## THE REQUEST
Rewrite the stretch of data from the start through the line containing "top-left (82, 177), bottom-right (178, 250)", putting "labeling engine" in place of "annotation engine" and leaving everything else unchanged.

(Items listed in a dataset)
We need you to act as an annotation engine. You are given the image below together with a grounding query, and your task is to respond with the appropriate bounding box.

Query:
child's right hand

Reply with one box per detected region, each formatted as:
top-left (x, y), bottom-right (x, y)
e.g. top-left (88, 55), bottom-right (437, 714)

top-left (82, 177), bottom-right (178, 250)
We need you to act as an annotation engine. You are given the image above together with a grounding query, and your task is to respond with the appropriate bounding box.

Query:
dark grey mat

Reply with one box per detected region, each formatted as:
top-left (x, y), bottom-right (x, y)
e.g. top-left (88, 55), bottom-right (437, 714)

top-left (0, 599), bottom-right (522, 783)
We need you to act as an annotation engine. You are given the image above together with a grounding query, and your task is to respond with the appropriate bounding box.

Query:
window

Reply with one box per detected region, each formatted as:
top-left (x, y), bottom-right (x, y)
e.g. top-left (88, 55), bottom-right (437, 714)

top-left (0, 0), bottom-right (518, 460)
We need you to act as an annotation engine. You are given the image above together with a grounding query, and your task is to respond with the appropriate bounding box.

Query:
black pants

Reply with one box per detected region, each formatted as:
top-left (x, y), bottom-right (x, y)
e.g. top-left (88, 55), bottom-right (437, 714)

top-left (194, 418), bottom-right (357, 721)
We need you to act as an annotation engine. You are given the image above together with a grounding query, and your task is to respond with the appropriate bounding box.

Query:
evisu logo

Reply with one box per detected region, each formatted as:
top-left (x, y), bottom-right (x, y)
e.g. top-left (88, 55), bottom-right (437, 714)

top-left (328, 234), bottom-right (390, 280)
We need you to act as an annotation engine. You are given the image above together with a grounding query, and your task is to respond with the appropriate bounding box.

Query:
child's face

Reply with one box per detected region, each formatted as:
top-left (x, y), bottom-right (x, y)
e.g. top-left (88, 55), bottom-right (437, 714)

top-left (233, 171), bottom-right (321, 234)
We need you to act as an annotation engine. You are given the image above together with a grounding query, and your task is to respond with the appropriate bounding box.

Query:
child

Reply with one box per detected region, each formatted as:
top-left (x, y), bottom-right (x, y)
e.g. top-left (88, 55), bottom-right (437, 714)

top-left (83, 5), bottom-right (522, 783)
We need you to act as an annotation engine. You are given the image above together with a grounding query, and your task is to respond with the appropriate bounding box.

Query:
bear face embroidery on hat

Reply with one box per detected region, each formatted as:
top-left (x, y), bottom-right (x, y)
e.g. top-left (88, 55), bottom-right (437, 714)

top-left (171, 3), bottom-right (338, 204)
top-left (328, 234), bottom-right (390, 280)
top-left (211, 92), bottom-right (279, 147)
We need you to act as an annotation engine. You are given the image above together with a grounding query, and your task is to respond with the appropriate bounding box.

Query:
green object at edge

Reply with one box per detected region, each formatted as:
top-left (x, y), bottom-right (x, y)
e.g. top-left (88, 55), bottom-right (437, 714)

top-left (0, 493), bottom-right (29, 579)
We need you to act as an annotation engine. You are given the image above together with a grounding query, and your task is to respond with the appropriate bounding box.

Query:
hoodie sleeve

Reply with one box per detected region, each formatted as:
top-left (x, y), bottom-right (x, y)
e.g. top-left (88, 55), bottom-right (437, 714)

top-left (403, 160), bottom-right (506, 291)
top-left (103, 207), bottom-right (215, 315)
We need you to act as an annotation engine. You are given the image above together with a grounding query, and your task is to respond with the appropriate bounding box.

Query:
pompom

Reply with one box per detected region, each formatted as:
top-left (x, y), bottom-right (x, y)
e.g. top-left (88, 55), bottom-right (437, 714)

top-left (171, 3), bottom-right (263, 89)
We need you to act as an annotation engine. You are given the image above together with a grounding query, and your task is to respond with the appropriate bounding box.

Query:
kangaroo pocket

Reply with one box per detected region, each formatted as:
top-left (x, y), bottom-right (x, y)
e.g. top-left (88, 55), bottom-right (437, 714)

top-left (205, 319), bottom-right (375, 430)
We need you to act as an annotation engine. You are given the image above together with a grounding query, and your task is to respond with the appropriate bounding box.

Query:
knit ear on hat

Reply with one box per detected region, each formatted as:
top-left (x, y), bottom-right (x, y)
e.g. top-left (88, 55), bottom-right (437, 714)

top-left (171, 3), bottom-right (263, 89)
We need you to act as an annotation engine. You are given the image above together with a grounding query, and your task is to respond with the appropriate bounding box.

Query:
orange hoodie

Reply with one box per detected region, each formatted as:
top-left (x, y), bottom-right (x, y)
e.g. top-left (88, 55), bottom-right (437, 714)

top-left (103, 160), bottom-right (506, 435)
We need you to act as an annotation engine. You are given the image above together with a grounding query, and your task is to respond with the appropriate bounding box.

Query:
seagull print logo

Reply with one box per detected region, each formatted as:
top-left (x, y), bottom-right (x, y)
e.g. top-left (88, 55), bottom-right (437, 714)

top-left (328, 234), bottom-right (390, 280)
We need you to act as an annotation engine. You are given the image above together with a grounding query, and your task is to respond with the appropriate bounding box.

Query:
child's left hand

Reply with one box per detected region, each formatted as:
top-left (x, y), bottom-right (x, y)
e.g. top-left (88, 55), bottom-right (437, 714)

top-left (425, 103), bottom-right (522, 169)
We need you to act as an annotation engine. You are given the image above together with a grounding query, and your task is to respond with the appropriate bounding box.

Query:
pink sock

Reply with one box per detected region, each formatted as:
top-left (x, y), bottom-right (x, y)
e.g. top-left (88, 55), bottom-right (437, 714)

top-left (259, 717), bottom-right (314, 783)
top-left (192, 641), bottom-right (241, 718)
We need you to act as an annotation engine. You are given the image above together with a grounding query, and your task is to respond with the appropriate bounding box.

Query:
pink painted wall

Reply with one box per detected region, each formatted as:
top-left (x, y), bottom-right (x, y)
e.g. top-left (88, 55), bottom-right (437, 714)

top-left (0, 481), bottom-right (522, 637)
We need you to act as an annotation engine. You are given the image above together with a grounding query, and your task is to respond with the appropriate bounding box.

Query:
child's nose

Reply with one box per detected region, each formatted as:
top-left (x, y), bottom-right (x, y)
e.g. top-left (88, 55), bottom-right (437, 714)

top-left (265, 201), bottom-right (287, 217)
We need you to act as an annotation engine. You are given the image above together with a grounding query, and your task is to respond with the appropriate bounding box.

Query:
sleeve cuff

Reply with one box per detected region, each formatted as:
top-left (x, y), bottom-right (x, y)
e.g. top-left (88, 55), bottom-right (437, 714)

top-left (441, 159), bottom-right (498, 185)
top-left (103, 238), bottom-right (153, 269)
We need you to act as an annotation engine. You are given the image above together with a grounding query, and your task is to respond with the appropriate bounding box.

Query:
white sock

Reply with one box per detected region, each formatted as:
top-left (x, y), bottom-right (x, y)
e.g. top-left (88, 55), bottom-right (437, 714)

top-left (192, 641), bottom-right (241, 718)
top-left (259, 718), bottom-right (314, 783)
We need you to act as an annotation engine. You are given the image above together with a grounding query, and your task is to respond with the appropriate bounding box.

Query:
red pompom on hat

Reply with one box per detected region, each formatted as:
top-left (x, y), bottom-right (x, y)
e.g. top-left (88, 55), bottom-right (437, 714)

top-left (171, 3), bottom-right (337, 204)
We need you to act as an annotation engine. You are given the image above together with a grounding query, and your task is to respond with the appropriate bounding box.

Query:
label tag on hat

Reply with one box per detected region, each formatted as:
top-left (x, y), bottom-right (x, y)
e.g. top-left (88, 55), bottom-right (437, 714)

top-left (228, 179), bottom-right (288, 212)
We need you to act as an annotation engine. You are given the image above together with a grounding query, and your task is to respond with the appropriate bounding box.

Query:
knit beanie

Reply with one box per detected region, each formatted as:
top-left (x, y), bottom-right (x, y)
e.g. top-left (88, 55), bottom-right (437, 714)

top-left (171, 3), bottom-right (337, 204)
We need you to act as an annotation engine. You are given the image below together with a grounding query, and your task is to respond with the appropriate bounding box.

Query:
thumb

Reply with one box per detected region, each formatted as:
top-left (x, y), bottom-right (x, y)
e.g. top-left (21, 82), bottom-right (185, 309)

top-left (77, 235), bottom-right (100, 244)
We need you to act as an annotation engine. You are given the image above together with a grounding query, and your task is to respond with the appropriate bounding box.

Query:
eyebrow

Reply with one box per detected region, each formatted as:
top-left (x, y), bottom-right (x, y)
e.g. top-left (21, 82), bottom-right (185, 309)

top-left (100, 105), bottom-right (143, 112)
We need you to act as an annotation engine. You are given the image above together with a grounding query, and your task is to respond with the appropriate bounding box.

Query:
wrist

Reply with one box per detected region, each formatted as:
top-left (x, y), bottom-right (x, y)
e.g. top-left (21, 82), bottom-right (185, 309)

## ANSWER
We need you to act as an labeling engine. You are given the image below together with a grounding query, and your task is to respond with the appropriate bounding box.

Query:
child's right hand

Reply with one box per detected region, each formatted as:
top-left (x, y), bottom-right (x, y)
e.g. top-left (88, 55), bottom-right (437, 714)

top-left (82, 177), bottom-right (178, 250)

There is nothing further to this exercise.